>> start LISTED ENTRIES

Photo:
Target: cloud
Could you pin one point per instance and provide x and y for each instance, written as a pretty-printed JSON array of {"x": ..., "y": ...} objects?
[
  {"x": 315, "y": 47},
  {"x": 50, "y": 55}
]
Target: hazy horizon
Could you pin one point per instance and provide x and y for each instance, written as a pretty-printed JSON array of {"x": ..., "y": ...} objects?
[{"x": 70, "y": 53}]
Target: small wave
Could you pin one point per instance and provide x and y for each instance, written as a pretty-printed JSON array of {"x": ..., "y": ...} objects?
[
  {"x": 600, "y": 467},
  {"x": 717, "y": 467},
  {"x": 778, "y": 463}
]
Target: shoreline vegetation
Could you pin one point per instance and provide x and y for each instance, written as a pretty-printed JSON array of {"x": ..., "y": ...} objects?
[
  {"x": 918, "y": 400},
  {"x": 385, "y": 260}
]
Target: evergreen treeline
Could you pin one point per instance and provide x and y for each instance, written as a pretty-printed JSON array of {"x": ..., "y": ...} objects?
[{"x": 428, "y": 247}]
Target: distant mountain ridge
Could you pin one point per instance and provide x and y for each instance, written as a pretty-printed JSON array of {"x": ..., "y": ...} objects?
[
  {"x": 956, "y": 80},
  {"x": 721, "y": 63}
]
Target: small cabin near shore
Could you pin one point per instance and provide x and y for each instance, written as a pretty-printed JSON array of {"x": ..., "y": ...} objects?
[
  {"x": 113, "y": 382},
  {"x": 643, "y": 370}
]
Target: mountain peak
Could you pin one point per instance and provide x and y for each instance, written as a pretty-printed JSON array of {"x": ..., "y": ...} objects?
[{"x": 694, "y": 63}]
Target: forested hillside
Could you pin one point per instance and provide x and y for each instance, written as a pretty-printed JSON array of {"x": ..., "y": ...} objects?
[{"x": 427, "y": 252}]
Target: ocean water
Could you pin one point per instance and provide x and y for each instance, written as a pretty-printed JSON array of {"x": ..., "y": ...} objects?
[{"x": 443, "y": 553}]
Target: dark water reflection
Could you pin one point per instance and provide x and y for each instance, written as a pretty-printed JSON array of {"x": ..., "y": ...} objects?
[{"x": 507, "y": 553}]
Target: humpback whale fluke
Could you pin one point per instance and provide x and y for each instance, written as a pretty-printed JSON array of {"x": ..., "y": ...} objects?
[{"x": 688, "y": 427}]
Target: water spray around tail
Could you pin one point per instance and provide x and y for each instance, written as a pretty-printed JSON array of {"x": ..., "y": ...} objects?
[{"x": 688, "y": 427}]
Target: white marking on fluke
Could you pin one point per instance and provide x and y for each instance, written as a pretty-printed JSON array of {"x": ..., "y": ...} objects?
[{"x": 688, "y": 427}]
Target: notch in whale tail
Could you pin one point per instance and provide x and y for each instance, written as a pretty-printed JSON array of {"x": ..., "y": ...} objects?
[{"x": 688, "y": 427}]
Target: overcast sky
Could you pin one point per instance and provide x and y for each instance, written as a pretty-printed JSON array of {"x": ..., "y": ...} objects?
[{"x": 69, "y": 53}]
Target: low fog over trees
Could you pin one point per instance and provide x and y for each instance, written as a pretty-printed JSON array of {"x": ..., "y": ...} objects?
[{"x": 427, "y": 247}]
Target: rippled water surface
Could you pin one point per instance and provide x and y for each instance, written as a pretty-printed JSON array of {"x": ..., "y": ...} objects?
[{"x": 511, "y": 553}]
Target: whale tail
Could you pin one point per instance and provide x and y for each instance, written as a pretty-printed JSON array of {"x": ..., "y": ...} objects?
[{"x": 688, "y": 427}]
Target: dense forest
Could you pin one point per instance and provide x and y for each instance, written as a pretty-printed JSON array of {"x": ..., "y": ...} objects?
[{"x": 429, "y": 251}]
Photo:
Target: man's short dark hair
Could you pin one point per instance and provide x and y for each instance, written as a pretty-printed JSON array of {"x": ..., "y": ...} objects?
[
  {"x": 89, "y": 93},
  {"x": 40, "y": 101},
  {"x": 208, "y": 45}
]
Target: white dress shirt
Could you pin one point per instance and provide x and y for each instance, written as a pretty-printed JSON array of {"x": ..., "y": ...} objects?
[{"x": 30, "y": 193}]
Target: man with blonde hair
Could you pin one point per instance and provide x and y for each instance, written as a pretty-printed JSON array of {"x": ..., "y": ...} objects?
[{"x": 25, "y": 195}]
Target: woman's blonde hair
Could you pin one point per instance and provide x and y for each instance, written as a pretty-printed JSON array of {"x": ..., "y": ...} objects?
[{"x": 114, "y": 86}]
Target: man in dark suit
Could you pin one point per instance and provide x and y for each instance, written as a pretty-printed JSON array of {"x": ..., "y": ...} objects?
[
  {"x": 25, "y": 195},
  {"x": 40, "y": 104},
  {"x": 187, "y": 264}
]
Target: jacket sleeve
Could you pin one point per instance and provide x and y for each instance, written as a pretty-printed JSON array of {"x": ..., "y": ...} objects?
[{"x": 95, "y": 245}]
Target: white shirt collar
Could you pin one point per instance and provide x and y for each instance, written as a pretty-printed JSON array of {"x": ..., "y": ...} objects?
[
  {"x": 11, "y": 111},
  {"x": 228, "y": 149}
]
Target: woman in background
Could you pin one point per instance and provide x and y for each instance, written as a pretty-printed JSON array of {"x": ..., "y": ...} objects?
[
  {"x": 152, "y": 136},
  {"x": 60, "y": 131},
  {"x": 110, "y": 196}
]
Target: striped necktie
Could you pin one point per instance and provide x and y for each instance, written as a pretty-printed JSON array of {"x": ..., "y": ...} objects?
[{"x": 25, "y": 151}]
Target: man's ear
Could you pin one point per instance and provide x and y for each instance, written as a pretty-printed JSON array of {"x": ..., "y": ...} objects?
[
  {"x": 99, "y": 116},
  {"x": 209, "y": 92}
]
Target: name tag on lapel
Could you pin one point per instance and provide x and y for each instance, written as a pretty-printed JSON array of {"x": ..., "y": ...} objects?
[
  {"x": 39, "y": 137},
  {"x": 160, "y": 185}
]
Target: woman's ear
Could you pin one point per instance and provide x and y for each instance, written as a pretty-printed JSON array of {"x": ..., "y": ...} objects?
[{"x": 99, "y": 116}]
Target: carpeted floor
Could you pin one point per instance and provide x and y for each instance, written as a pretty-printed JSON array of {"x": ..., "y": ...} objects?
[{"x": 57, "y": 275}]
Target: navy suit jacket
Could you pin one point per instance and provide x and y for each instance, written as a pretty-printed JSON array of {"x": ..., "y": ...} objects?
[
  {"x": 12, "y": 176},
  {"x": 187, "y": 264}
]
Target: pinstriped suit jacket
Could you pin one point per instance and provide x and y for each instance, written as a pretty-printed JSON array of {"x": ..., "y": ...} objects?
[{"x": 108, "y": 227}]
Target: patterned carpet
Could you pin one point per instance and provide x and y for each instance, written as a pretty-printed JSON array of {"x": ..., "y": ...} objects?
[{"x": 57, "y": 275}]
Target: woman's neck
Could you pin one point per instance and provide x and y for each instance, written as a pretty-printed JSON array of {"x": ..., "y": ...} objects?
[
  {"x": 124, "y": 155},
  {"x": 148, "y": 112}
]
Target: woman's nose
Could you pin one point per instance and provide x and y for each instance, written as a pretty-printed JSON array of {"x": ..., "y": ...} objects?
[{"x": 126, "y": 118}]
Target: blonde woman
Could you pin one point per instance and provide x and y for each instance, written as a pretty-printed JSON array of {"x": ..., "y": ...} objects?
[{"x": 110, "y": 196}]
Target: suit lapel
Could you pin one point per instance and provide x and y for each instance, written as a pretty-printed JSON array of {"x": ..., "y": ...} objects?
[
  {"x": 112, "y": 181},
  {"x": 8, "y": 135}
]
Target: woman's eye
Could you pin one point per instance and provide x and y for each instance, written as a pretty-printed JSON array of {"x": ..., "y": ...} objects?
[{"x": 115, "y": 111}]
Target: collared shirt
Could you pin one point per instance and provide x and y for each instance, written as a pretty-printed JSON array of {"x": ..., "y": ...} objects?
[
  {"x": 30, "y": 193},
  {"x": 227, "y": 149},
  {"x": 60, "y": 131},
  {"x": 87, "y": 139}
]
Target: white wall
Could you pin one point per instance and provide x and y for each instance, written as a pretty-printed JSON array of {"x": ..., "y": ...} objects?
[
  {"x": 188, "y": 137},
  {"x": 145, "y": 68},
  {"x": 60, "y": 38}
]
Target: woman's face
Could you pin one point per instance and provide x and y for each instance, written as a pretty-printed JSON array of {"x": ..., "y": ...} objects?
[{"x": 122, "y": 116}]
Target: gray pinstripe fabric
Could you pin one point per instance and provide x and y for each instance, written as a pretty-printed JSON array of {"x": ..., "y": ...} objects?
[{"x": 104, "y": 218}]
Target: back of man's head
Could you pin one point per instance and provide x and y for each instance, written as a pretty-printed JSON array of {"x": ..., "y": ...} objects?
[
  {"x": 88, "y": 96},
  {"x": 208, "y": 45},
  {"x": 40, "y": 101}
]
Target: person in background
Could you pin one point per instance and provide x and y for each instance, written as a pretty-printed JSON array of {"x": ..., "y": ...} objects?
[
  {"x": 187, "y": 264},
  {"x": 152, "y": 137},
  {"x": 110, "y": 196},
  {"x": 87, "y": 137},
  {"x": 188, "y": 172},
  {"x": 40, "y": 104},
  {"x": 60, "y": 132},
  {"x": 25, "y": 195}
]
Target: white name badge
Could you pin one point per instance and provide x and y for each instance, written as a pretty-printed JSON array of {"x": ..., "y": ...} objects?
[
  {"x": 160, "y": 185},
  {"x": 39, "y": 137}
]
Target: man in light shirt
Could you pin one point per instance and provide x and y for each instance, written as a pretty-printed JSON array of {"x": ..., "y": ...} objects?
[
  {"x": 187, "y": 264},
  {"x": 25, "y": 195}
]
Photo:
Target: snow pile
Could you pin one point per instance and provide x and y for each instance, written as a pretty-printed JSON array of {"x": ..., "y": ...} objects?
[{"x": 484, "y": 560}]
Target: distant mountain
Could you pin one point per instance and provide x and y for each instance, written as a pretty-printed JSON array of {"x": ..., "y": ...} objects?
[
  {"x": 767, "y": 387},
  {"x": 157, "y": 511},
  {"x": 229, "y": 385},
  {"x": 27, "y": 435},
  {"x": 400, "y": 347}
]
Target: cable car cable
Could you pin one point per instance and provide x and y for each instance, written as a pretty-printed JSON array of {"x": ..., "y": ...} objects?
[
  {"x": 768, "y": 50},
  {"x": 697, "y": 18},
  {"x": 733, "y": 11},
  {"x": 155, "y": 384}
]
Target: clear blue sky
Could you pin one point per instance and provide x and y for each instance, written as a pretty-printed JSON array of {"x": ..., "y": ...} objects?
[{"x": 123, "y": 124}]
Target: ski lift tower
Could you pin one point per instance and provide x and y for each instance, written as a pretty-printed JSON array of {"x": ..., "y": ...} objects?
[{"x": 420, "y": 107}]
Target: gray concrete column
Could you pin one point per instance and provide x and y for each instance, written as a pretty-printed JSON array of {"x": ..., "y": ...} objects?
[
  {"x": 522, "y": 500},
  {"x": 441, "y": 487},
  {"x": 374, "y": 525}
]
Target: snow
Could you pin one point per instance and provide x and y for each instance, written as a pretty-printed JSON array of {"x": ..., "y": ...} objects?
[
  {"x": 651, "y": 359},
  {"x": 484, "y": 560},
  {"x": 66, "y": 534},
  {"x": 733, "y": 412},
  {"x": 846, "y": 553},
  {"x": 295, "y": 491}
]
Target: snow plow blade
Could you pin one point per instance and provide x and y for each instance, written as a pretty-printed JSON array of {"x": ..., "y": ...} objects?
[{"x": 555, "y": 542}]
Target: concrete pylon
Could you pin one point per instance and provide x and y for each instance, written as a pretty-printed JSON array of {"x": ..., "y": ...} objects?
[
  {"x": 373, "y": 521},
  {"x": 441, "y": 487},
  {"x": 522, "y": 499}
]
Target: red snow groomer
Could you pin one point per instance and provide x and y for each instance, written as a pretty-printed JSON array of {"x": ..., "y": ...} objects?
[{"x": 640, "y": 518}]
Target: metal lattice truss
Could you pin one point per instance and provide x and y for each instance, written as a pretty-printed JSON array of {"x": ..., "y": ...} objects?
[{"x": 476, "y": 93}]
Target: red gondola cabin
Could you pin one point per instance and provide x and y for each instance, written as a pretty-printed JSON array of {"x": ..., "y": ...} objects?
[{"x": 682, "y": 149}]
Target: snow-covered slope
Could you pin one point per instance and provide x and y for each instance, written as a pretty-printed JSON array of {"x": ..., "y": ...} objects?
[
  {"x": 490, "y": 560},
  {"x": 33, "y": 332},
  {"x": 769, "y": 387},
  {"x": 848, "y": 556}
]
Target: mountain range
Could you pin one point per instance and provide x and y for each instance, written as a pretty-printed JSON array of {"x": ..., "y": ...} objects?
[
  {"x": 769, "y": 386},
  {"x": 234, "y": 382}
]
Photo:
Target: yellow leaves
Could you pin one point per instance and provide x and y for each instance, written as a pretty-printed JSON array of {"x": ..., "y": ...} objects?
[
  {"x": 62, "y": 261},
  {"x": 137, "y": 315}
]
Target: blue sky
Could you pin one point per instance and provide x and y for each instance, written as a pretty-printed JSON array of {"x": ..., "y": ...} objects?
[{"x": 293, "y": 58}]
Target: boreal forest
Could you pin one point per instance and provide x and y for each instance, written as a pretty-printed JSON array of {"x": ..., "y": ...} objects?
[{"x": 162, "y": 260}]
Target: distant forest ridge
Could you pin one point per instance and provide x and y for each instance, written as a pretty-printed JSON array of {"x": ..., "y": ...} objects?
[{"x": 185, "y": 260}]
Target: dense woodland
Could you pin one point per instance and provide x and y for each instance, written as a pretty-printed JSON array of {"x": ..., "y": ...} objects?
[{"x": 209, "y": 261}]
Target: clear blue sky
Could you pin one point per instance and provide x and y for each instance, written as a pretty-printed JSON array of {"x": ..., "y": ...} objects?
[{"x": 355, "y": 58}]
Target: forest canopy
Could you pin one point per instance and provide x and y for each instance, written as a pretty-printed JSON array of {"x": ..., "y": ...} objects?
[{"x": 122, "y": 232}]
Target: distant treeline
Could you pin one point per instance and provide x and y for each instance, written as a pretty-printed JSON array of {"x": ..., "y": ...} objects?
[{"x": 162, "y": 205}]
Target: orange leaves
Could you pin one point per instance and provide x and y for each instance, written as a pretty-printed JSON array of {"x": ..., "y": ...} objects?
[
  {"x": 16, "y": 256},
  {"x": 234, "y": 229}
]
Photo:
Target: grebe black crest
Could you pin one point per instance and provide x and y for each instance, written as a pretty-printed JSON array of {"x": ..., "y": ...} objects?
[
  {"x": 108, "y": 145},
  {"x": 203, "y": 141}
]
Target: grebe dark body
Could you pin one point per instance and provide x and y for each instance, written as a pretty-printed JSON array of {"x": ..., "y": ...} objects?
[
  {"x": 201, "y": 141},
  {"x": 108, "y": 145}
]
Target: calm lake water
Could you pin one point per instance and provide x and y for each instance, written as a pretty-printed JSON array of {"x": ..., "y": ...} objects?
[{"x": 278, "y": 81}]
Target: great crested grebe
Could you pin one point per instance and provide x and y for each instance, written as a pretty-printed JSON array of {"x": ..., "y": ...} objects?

>> end LISTED ENTRIES

** EXERCISE DETAILS **
Find the line containing "Target: distant treeline". Reproduce it exactly, along with every line after it through the last.

** SOLVED EXERCISE **
Target: distant treeline
Could you pin one point per instance and provide x and y for each instance, written as a pretty-printed JSON array of {"x": ..., "y": ...} objects?
[{"x": 162, "y": 205}]
Target: orange leaves
Could you pin one point per instance and provide x and y for each instance, written as a pretty-printed JSON array of {"x": ..., "y": ...} objects?
[
  {"x": 16, "y": 256},
  {"x": 234, "y": 229}
]
Photo:
Target: grebe black crest
Could you pin one point per instance and provide x and y for each instance, written as a pretty-printed JSON array of {"x": ..., "y": ...} objects?
[
  {"x": 108, "y": 145},
  {"x": 203, "y": 141}
]
Target: grebe dark body
Could you pin one point per instance and provide x and y for each instance, written as a pretty-printed JSON array of {"x": ..., "y": ...} objects?
[
  {"x": 201, "y": 141},
  {"x": 108, "y": 145}
]
Target: calm lake water
Could you pin one point per instance and provide x and y for each instance, written as a pretty-printed JSON array of {"x": ..., "y": ...} objects?
[{"x": 278, "y": 81}]
Target: great crested grebe
Could you pin one point per instance and provide x and y for each instance, written as a pretty-printed JSON array of {"x": ..., "y": ...} objects?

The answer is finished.